# Predictions
## Intro

In this last phase of the take home test I'm going to use H2O for convenience. In the pro's side it can handle easily tests with different variable sets, parameter changes, and graphics to show the evolution of the training or the importance of variables.

Once we have the data processed and enriched from the previous notebook, we upload it on the H2O session and parse the variables. We have to take care that the code-numbered fields have to be marked as categorical fields. The parsing in H2O not only identifies the fields type, but also makes an in-memory data compression, so even if the processed files make for ~2.5GB each, the final size for the three of them altogether in memory is around 2.4GB.

Segmentation mask data.
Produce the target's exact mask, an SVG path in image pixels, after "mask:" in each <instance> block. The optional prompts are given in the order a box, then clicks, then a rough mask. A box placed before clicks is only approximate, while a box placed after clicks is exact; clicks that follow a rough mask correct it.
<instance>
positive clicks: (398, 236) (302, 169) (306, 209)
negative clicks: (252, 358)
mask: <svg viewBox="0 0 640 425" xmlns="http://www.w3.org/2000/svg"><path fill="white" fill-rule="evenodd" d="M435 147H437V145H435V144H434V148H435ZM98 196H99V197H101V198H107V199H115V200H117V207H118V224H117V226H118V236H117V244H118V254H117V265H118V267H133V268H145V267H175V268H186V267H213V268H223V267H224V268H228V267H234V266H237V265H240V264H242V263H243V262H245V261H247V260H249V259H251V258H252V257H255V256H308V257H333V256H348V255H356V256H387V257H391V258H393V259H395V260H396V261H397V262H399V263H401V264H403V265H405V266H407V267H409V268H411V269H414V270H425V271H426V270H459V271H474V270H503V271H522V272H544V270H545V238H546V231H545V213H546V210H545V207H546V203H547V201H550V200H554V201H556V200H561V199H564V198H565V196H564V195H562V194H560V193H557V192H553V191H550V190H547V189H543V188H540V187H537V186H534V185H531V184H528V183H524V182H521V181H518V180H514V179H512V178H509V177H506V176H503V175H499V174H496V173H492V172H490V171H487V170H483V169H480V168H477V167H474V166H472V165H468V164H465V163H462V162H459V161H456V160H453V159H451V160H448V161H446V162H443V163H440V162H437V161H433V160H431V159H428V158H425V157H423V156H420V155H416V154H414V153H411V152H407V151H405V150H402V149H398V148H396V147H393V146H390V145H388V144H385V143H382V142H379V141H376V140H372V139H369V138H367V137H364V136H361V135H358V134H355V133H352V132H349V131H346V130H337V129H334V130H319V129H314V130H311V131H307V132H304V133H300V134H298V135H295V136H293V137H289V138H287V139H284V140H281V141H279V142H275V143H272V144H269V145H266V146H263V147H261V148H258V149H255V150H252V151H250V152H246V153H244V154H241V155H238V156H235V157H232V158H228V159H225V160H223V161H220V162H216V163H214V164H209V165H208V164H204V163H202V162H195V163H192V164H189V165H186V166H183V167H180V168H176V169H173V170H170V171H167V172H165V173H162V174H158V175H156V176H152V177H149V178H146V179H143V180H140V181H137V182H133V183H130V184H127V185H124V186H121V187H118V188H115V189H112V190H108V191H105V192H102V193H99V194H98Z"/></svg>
...
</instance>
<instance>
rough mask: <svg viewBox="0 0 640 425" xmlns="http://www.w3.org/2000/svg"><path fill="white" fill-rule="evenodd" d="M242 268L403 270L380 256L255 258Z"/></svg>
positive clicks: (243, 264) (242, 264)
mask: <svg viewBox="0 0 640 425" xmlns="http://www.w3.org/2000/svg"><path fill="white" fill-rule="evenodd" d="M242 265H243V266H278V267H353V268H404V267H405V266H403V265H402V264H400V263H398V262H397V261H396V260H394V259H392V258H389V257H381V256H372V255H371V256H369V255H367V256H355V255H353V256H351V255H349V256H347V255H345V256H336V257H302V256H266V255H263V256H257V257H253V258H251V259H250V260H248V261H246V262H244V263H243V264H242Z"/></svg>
* * *
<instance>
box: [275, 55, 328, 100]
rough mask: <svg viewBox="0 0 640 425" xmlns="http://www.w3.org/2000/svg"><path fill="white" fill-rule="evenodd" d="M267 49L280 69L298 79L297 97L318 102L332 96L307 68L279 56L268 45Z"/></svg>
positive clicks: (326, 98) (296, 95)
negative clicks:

Work instruction A.
Quote the H2O predictions text from "In this last" to "importance of variables.".
Work instruction B.
According to the H2O predictions text, what three things can H2O handle easily?
Work instruction C.
Carry on the H2O predictions text from its last sentence.
The entries have nothing to do with this.

Expected answer A.
In this last phase of the take home test I'm going to use H2O for convenience. In the pro's side it can handle easily tests with different variable sets, parameter changes, and graphics to show the evolution of the training or the importance of variables.

Expected answer B.
- Tests with different variable sets
- Parameter changes
- Graphics to show the evolution of the training or the importance of variables

Expected answer C.
It can be argued that the learning algorithms available in H2O are a very limited set, but I do not concur. For example, SVM is missing. It is a powerful algorithm but sometimes it cannot scale well (R³ with the number of free support vectors, and nS, the product of number of samples and support vectors), is dependant on the kernel used, and it can be difficult to parallelize. The algorithms we have at our disposal are Generalized Linear Models family, Distributed Random Forest, Gradient Boosting Machine and Deep Learning. Without considering Deep Learning, the good thing about these algorithms is that there are efficient implementations with a high number of samples, which makes them very suitable for production solutions.

It is true that there are no methods for clustering, which could be good for profiling, nor for dimensionality reduction (and this action will be approximated somehow).

So, as for a basic test I'll consider GLM as a baseline, discard Deep Learning (it can be difficult to tune and we are not handling unstructured data such as audio or images) and see the results with the other two. I expect better results with the other regressors as they might be non-linear characteristics that the GLM model cannot easily fit.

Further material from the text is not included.